Directive: Can you rewrite everything from the line containing "In which part of this frame is the shadow" down to the last line, with "fabric strip" changed to "ribbon" and nothing else altered?

Data in this exercise:
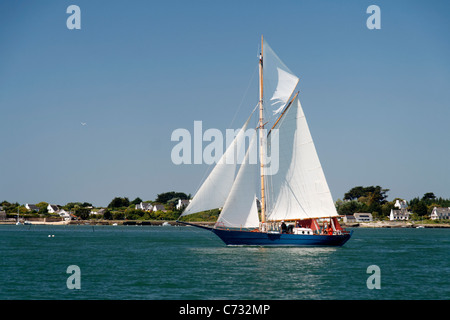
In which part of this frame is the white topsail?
[266,97,338,220]
[264,40,299,114]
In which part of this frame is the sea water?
[0,225,450,300]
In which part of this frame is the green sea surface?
[0,225,450,300]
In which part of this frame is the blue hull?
[210,228,353,246]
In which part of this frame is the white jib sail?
[263,40,299,114]
[216,130,259,228]
[266,97,338,220]
[181,118,250,216]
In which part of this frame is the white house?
[56,209,70,220]
[389,209,411,221]
[430,207,450,220]
[342,214,356,223]
[134,202,153,211]
[25,203,39,212]
[153,204,166,212]
[353,212,373,222]
[47,204,59,213]
[175,199,191,210]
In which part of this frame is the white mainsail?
[266,97,338,221]
[182,37,338,228]
[181,116,255,216]
[264,40,299,114]
[216,130,260,228]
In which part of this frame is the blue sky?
[0,0,450,206]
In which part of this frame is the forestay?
[181,117,251,216]
[263,40,299,114]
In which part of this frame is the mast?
[259,35,266,223]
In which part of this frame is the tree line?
[0,186,450,221]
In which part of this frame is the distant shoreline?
[0,218,450,229]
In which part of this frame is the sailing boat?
[178,37,352,246]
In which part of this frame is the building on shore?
[430,207,450,220]
[135,202,153,211]
[389,209,411,221]
[342,214,356,223]
[353,212,373,222]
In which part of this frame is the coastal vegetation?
[335,186,450,220]
[0,186,450,221]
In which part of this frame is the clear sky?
[0,0,450,206]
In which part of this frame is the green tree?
[103,209,113,220]
[108,197,130,208]
[74,206,91,220]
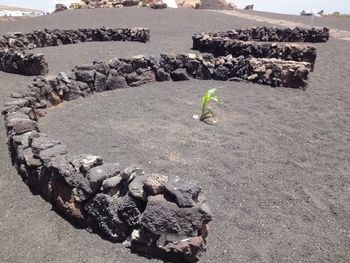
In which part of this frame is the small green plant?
[200,89,222,121]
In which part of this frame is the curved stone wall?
[2,24,328,262]
[0,27,150,76]
[192,34,317,69]
[198,26,329,43]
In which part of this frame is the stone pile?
[0,27,150,76]
[2,56,216,262]
[81,0,141,8]
[192,34,317,68]
[203,26,329,43]
[54,4,68,13]
[149,2,168,9]
[4,53,311,117]
[196,0,237,10]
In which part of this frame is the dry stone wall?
[0,25,330,262]
[0,28,150,76]
[2,50,311,262]
[192,34,317,71]
[202,26,329,43]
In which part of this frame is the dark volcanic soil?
[0,8,350,263]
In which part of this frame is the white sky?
[0,0,350,14]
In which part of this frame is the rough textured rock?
[0,28,150,77]
[192,34,316,70]
[5,112,38,134]
[141,195,212,239]
[196,26,329,43]
[129,174,149,201]
[149,2,168,9]
[55,4,68,13]
[144,174,168,195]
[165,176,201,207]
[170,68,190,81]
[85,193,130,241]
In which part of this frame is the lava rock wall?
[0,28,150,76]
[192,34,317,68]
[2,58,212,262]
[201,26,329,43]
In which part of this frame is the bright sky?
[0,0,350,14]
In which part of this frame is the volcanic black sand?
[0,8,350,263]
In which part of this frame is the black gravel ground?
[0,8,350,263]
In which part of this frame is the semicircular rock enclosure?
[0,27,329,262]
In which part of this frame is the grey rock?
[77,81,90,91]
[85,163,121,197]
[102,175,122,192]
[84,193,131,241]
[30,133,61,156]
[129,174,149,201]
[141,195,212,237]
[213,65,230,80]
[71,154,103,173]
[156,68,170,81]
[23,148,41,168]
[5,112,38,135]
[106,74,128,90]
[144,174,168,195]
[75,70,96,83]
[58,72,70,83]
[118,194,141,227]
[170,68,189,81]
[12,131,34,148]
[63,80,81,101]
[94,72,107,92]
[117,61,134,74]
[38,144,68,162]
[186,60,201,75]
[165,176,201,207]
[94,62,110,76]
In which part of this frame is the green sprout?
[200,89,222,121]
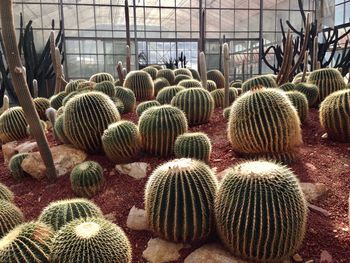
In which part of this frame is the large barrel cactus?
[139,105,188,156]
[320,89,350,142]
[215,161,307,262]
[228,88,302,163]
[50,218,132,263]
[102,121,141,163]
[145,158,217,242]
[63,92,120,153]
[171,88,215,126]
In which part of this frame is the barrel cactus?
[63,92,120,153]
[145,158,217,242]
[174,132,212,163]
[102,121,141,163]
[0,107,28,143]
[228,88,302,163]
[70,161,104,198]
[139,105,188,156]
[0,222,54,263]
[50,218,132,263]
[39,198,103,231]
[215,161,307,262]
[320,89,350,142]
[124,70,154,101]
[171,88,215,126]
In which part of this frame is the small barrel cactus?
[174,132,212,163]
[171,88,215,126]
[50,218,132,263]
[320,89,350,142]
[63,92,120,153]
[38,198,103,231]
[124,70,154,101]
[102,121,141,163]
[139,105,188,156]
[0,222,54,263]
[0,107,28,143]
[215,161,307,262]
[145,158,217,242]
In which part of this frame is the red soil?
[0,109,350,262]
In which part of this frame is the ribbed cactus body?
[307,68,346,103]
[63,92,120,153]
[0,107,28,143]
[102,121,141,163]
[124,70,154,101]
[145,159,217,242]
[320,89,350,142]
[171,88,215,126]
[0,222,54,263]
[38,198,103,231]
[215,161,307,262]
[228,88,302,162]
[51,218,132,263]
[174,132,212,163]
[139,105,188,156]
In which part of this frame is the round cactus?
[51,218,132,263]
[63,92,120,153]
[38,198,103,231]
[136,100,160,117]
[89,72,114,83]
[207,69,225,89]
[139,105,188,156]
[102,121,141,163]
[0,107,28,143]
[286,91,309,123]
[0,222,54,263]
[215,161,307,262]
[145,158,217,243]
[9,153,29,180]
[295,83,319,107]
[70,161,104,198]
[0,200,24,240]
[156,86,185,105]
[171,88,215,126]
[307,68,346,103]
[228,88,302,162]
[320,89,350,142]
[124,70,154,101]
[174,132,211,163]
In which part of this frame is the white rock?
[184,243,247,263]
[115,162,149,180]
[142,238,183,263]
[126,206,148,230]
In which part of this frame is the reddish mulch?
[0,109,350,262]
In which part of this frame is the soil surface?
[0,109,350,262]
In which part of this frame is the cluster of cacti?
[145,158,217,242]
[38,198,103,231]
[139,105,188,156]
[124,70,154,101]
[63,92,120,153]
[320,89,350,142]
[228,88,302,162]
[102,121,141,163]
[174,132,212,163]
[0,107,28,143]
[0,222,54,263]
[242,75,278,92]
[171,88,215,126]
[307,68,346,103]
[215,161,307,262]
[50,218,132,263]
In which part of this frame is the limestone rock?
[21,144,87,179]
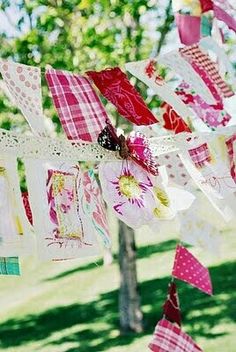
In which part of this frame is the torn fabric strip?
[172,245,212,295]
[87,67,158,125]
[46,69,108,142]
[149,319,203,352]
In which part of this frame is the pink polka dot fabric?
[172,245,212,295]
[0,60,45,134]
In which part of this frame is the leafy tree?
[0,0,173,332]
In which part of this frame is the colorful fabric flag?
[188,143,211,168]
[200,0,214,13]
[98,123,158,175]
[163,282,181,326]
[46,69,109,142]
[175,13,201,45]
[172,245,212,295]
[179,44,234,98]
[0,60,45,134]
[149,319,202,352]
[226,134,236,183]
[125,59,191,122]
[87,67,158,125]
[0,257,20,276]
[176,81,232,130]
[214,4,236,32]
[22,192,33,225]
[25,159,100,260]
[160,102,191,134]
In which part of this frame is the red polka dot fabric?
[0,60,45,134]
[148,319,202,352]
[172,245,212,295]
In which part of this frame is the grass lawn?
[0,212,236,352]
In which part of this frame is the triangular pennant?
[149,319,202,352]
[46,69,109,142]
[163,282,181,326]
[172,245,212,295]
[0,60,45,134]
[87,67,158,125]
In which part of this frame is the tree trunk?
[119,221,143,334]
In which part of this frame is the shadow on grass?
[45,240,176,281]
[0,262,236,352]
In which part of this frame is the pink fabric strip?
[214,5,236,32]
[175,13,201,45]
[172,245,212,295]
[87,67,158,125]
[226,134,236,183]
[179,44,234,98]
[46,69,108,142]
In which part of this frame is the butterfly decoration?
[98,120,158,176]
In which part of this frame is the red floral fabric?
[87,67,158,125]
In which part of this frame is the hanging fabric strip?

Response to this exercise:
In which part of this frame is the shadow on grass?
[45,240,176,281]
[0,262,236,352]
In which part of this frame is the pink ribbon?
[214,5,236,32]
[175,13,201,45]
[172,245,212,295]
[87,67,158,125]
[226,134,236,183]
[179,44,234,98]
[46,69,108,142]
In which part of this frame is the butterfly decoration?
[98,120,158,176]
In which part of this frame is the red floral fabric?
[87,67,158,125]
In which part of this frame is the hanging ribbon?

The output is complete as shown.